» **Document segment**:
——————

It violates condition #1 as a local complete block.
Definition of a local complete block:
1) All block vars are data parallel
2) Local Dominant: the block is the only writer of its output, dominating the reader of its output buffers under a given subtree
3) No overlap between the buffers the block reads and writes
It violates condition #2 as a local reduction block.
Definition of a reduction block:
1) The block has the `init` statement
2) All the block bindings are quasi-affine expressions
3) All block vars are either data parallel block vars or reduction block vars
4) Local Dominant: the block is the only writer of its output, dominating the reader of its output buffers under a given subtree
5) The reduction block vars are not used to index the output buffers

Please let me know further steps to rectify this error.

Environment

junrushao commented 10 months ago

@vinx13 is working on a fix

junrushao commented 10 months ago

Just wanted to follow up with you, @vinx13, is this issue fixed already?

vinx13 commented 10 months ago

I'm working on a fix, we need to update dlight rules to choose appropriate tile size

MasterJH5574 commented 9 months ago

Hi @aadarsh-ram, we suppose the issue has been already fixed. Would you like to checkout the latest TVM Unity and try again? You are welcome to reopen the issue if there are further problems.

aadarsh-ram commented 9 months ago

@MasterJH5574 I'll try the compilation process again and let you know. Thank you!

aadarsh-ram commented 9 months ago

Hey @MasterJH5574, I'm getting the following error. I built TVM-Unity as per the instructions here.

(myenv) aadarsh@AAD-HPLAP:~/src/mlc-llm$ python3 -m mlc_llm.build --hf-path pankajmathur/orca_mini_3b --target vulkan --quantization q4f16_1
Weights exist at dist/models/orca_mini_3b, skipping download.
Using path "dist/models/orca_mini_3b" for model "orca_mini_3b"

——————

» **Records shown**:
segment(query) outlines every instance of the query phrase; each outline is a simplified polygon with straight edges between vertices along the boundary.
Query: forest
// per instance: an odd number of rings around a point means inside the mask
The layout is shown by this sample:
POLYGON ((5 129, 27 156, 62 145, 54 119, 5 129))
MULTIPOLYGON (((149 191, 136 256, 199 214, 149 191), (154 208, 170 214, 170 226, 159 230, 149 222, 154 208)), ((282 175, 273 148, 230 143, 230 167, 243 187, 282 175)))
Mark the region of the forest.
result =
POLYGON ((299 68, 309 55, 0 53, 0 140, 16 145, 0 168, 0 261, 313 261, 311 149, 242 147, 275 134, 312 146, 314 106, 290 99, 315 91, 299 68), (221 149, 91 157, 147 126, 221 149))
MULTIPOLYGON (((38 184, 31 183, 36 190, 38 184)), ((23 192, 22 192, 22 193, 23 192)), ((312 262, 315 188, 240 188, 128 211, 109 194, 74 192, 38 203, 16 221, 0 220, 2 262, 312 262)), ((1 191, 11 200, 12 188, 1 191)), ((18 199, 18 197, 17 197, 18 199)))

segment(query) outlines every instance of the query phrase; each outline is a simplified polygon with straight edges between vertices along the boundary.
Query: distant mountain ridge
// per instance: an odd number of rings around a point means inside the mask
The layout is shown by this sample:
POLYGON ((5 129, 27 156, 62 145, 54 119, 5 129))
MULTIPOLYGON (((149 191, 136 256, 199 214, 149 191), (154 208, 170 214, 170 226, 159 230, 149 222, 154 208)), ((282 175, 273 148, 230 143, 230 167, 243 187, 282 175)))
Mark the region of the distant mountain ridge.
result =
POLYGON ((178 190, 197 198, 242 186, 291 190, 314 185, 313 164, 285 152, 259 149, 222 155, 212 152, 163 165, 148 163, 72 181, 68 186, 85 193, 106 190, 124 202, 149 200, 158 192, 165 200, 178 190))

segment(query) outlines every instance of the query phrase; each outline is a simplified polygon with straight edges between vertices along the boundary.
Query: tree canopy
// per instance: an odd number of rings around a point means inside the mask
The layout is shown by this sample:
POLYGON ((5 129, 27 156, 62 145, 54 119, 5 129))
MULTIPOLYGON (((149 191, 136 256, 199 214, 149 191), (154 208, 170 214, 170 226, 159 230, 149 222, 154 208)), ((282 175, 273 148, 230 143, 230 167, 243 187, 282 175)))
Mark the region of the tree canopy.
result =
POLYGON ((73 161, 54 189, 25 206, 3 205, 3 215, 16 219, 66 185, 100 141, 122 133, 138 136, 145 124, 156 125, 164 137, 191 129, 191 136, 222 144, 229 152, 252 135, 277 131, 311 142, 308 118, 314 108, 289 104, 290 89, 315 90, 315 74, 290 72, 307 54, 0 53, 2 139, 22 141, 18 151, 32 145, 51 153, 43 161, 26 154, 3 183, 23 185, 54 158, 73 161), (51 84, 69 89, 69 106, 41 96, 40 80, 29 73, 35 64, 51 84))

——————

» **Your goal**:
Answer these questions about the issue thread:
1. Which condition does the block violate as a local reduction block?
2. What does vinx13 say needs to be updated for the fix?
3. What target is given in the build command?
The entries come from a source unrelated to the text.

» **Result**:
1. Condition #2.
2. The dlight rules, so that they choose an appropriate tile size.
3. Vulkan.